What is required »
Locate the line that contains "Practice step: pick out every instance of the bear neck". Copy it and every following line through the end of the records, exactly, and include nothing else.

Records from a data collection »
#####
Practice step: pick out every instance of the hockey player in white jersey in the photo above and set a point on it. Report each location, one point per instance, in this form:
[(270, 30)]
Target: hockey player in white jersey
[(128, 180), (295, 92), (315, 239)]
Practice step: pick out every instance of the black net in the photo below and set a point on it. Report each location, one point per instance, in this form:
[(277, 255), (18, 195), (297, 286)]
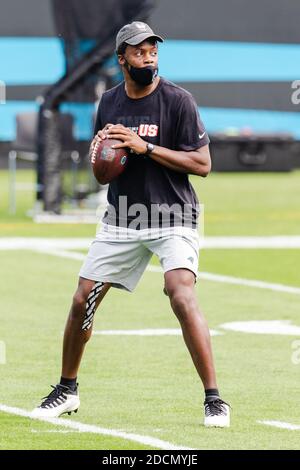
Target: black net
[(86, 25)]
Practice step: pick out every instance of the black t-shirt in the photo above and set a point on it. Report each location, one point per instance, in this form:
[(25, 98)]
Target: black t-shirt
[(167, 117)]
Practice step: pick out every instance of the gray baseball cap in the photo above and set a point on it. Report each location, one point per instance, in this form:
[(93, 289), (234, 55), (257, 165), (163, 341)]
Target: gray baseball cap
[(134, 33)]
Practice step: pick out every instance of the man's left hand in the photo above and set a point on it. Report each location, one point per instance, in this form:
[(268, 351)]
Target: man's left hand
[(130, 139)]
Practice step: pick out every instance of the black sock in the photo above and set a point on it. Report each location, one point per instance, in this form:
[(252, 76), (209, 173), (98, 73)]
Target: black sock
[(71, 383), (211, 394)]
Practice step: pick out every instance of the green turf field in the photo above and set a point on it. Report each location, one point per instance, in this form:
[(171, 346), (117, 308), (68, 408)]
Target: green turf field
[(146, 385)]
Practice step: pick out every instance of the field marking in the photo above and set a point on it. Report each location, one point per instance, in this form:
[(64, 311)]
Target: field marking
[(90, 428), (239, 281), (148, 332), (230, 242), (281, 425), (59, 247), (263, 327)]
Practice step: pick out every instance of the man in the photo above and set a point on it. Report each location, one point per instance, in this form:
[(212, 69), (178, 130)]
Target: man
[(159, 122)]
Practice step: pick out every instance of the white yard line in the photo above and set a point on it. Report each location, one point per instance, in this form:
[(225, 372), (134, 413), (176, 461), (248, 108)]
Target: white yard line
[(148, 332), (239, 281), (60, 246), (244, 242), (89, 428), (281, 425)]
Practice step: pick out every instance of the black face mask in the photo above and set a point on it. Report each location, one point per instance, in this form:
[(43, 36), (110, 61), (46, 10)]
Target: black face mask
[(143, 76)]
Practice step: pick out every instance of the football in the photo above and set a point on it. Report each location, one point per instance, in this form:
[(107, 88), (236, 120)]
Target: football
[(108, 163)]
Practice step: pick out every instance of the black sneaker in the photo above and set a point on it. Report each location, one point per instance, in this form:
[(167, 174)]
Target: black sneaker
[(216, 413), (61, 400)]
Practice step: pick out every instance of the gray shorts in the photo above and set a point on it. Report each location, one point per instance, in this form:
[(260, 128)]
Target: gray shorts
[(120, 256)]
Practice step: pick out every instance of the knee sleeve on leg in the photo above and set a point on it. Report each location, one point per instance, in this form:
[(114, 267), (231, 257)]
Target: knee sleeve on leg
[(90, 306)]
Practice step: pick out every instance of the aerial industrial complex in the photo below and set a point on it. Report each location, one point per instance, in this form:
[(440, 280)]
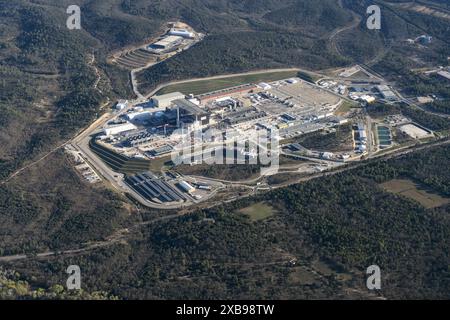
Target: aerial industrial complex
[(139, 148)]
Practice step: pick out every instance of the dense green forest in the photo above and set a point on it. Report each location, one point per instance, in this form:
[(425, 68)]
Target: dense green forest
[(334, 227)]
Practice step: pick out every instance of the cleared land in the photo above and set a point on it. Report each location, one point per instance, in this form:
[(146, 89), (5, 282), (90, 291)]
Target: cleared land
[(258, 211), (204, 86), (415, 192)]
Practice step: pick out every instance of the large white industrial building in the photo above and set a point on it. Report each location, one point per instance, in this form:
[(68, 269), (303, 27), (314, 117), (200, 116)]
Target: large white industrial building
[(165, 100), (113, 130), (167, 42), (181, 33)]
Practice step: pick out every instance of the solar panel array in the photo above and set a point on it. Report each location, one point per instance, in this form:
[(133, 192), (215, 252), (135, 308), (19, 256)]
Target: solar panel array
[(154, 189)]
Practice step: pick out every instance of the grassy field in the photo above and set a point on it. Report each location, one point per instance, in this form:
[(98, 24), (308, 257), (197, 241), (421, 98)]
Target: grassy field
[(345, 107), (258, 211), (203, 86), (415, 192)]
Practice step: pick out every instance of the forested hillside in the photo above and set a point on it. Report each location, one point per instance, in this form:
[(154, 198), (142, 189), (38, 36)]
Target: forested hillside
[(333, 228), (324, 233)]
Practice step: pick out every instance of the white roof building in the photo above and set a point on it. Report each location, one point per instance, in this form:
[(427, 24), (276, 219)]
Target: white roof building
[(113, 130), (165, 100), (181, 33)]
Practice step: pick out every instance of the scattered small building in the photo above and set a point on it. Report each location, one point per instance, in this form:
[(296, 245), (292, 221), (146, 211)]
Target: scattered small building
[(386, 93), (121, 104)]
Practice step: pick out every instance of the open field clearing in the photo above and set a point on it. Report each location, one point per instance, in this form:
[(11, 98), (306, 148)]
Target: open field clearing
[(258, 211), (415, 192), (203, 86)]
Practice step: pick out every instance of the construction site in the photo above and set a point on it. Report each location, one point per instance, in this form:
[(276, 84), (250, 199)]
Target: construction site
[(176, 37)]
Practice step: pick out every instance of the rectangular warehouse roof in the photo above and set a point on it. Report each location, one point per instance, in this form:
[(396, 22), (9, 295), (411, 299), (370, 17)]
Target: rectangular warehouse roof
[(189, 107)]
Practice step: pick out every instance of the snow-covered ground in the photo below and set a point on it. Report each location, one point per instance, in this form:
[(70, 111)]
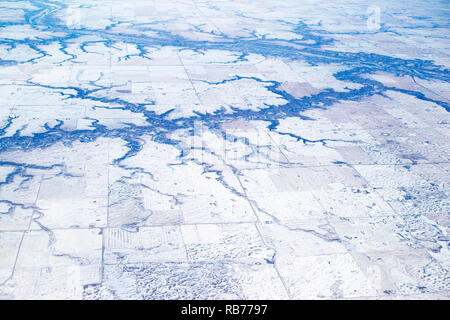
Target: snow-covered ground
[(202, 149)]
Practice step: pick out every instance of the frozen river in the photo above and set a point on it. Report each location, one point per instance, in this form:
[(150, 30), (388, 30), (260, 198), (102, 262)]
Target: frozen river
[(188, 149)]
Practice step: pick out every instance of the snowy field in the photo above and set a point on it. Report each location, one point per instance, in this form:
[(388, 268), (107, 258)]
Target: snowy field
[(247, 149)]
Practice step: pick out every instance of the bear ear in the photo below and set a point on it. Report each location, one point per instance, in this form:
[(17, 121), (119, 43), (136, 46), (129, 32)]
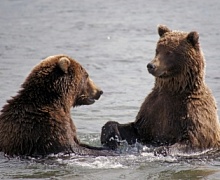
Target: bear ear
[(64, 64), (162, 29), (193, 38)]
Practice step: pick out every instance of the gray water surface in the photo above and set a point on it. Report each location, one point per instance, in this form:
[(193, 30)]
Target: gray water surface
[(113, 40)]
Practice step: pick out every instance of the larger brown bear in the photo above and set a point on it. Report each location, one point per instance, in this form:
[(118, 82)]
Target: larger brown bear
[(180, 111), (37, 121)]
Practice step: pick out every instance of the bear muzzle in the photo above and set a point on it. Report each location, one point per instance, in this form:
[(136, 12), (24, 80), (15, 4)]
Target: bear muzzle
[(151, 67), (89, 99)]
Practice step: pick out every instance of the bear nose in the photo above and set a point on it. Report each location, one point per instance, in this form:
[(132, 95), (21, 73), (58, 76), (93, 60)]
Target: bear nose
[(150, 66)]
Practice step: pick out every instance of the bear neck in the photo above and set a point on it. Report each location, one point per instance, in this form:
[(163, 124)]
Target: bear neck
[(187, 84)]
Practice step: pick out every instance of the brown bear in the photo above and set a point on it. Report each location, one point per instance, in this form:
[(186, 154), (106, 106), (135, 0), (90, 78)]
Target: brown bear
[(37, 121), (180, 111)]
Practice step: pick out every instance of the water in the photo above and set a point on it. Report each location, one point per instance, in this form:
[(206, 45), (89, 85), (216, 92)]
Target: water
[(113, 40)]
#####
Response »
Practice step: pick out every instance of the bear neck in the photo above and set a point on it. Report each location, one point per instance, in this form:
[(163, 124)]
Target: bear neck
[(187, 84)]
Practice step: pick out every instance of the brown bear in the photo above and set a point on it. Report each location, one point per instance, in this form:
[(186, 154), (106, 106), (135, 0), (90, 78)]
Target: brown bear
[(37, 121), (180, 111)]
Practice step: pick out every instance of the water in the photo above and set a point on it. Report each location, one point per instance, in this form:
[(206, 45), (89, 85), (216, 92)]
Target: water
[(113, 40)]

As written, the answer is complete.